■ EXCERPTED TEXT ■
# Homework 1: Topological Invariants of Discrete Surfaces

Homework is due by 4:30 pm next Wednesday, October 17th and can be handed in outside 329 Annenberg, or electronically by emailing keenan@cs.caltech.edu. Homework will be graded not only on the basis of correctness, but also on presentation! Remember that proofs are meant for human beings, not for machines. Legible handwriting, complete sentences, an outline of your approach, and illustrations (where appropriate) are all strongly recommended if you wish to receive a good score.

■ TASKS AND EXERCISES ■
1) Rewrite the paragraph of the homework instructions that begins "Homework is due by 4:30 pm" as a short list that keeps its main facts.
2) From the homework instructions, copy word for word the passage from "# Homework 1: Topological" up to and including "a good score.".

■ DATA SEGMENT ■
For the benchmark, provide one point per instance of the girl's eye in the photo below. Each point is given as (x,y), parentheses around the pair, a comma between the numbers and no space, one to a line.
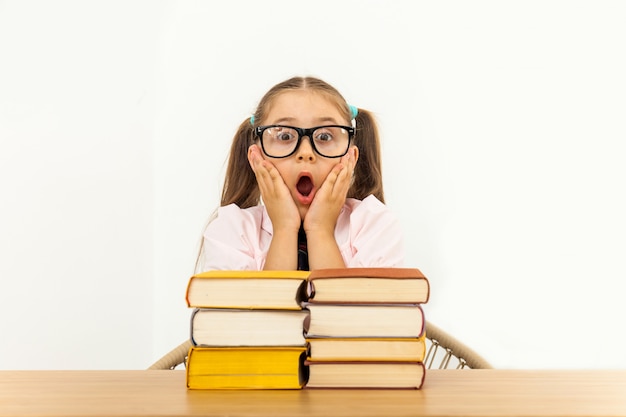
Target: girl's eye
(284,135)
(323,136)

■ RESULTS IN ORDER ■
1)
- Due by 4:30 pm next Wednesday, October 17th.
- Hand in outside 329 Annenberg, or email it to keenan@cs.caltech.edu.
- Grading covers both correctness and presentation.
- Proofs are meant for human beings, not machines.
- For a good score, use legible handwriting, complete sentences, an outline of your approach, and illustrations where appropriate.

2)
# Homework 1: Topological Invariants of Discrete Surfaces

Homework is due by 4:30 pm next Wednesday, October 17th and can be handed in outside 329 Annenberg, or electronically by emailing keenan@cs.caltech.edu. Homework will be graded not only on the basis of correctness, but also on presentation! Remember that proofs are meant for human beings, not for machines. Legible handwriting, complete sentences, an outline of your approach, and illustrations (where appropriate) are all strongly recommended if you wish to receive a good score.